■ Tasks for this exercise:
a - Using the Journaler header, mark each statement yes or no and support each one with the deciding words of the text, quoted exactly. (i) The class spreads a serial log across objects on the store. (ii) The expire_pos pointer marks where new entries are written. (iii) The trimmed_pos pointer is never greater than write_pos.
b - In the Journaler header, rewrite the paragraph that begins "This class stripes a serial log" as a short list that keeps its main facts.
c - According to the Journaler header, who holds the copyright, and for which years?

■ Provided text:
[BEGIN]

Fix some bugs when testing opensds ansible

[stor4nfv.git] / src / ceph / src / osdc / Journaler.h

// -*- mode:C++; tab-width:8; c-basic-offset:2; indent-tabs-mode:t -*-
// vim: ts=8 sw=2 smarttab
/*
 * Ceph - scalable distributed file system
 *
 * Copyright (C) 2004-2006 Sage Weil <sage@newdream.net>
 *
 * This is free software; you can redistribute it and/or
 * modify it under the terms of the GNU Lesser General Public
 * License version 2.1, as published by the Free Software
 * Foundation.  See file COPYING.
 *
 */

/* Journaler
 *
 * This class stripes a serial log over objects on the store.  Four
 * logical pointers:
 *
 *  write_pos - where we're writing new entries
 *  unused_field - where we're reading old entires
 *  expire_pos - what is deemed "old" by user
 *  trimmed_pos - where we're expiring old items
 *
 *  trimmed_pos <= expire_pos <= unused_field <= write_pos.

[END]

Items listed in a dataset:
[BEGIN]

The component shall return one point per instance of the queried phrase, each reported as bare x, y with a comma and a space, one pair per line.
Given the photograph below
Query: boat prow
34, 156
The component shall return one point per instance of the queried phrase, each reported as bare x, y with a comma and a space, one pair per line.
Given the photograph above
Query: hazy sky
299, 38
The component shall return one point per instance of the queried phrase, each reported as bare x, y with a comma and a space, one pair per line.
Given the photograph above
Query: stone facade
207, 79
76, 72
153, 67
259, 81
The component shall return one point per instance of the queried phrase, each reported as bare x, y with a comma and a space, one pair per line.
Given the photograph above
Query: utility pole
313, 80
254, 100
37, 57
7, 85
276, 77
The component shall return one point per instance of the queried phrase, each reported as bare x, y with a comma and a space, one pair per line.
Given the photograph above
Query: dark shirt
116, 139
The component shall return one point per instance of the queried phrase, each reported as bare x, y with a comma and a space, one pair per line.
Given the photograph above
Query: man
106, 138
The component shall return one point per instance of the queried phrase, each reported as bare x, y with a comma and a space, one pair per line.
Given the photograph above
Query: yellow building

[END]

■ Solutions:
a -
(i) Yes: "This class stripes a serial log over objects on the store."
(ii) No: "write_pos - where we're writing new entries"
(iii) Yes: "trimmed_pos <= expire_pos <= unused_field <= write_pos."

b -
- The class stripes a serial log over objects on the store.
- It uses four logical pointers:
  - write_pos: where new entries are written
  - unused_field: where old entries are read
  - expire_pos: what the user deems "old"
  - trimmed_pos: where old items are expired
- The pointers are ordered: trimmed_pos <= expire_pos <= unused_field <= write_pos.

c - Sage Weil holds the copyright for 2004-2006.